*ACTIVITY*
Return every record exactly as it appears. Leave nothing out.

*EXERCISE DATA*
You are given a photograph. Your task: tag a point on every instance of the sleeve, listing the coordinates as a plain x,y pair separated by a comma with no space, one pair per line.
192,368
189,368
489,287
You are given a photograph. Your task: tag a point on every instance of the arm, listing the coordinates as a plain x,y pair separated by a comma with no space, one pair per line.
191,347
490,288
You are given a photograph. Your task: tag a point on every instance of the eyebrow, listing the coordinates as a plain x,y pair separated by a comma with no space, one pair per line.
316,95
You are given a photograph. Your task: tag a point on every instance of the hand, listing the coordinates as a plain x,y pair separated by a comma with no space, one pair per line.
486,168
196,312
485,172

*RESPONSE TO THE EXERCISE*
You are given a photograph. Your task: tag a point on every instance of the sleeve, listing the coordinates as a plain x,y pair separated by a comma with no space, one pair per line.
192,368
189,368
489,287
You are given a photograph. Your task: tag a point on every instance of the arm, listing the coordinates as a plain x,y pair separated by a comma with no space, one pair per line.
191,347
490,288
You are given a photograph. Your task: tag a point on every instance of the eyebrow, listing the coordinates as a plain x,y pair separated by a comma with no space, one pair per line.
316,95
You are given a photograph. Your task: tag a point on every instance of the hand, listing the coordinates as a plain x,y pair separated by a comma with no space, one pair per line.
486,168
196,312
485,172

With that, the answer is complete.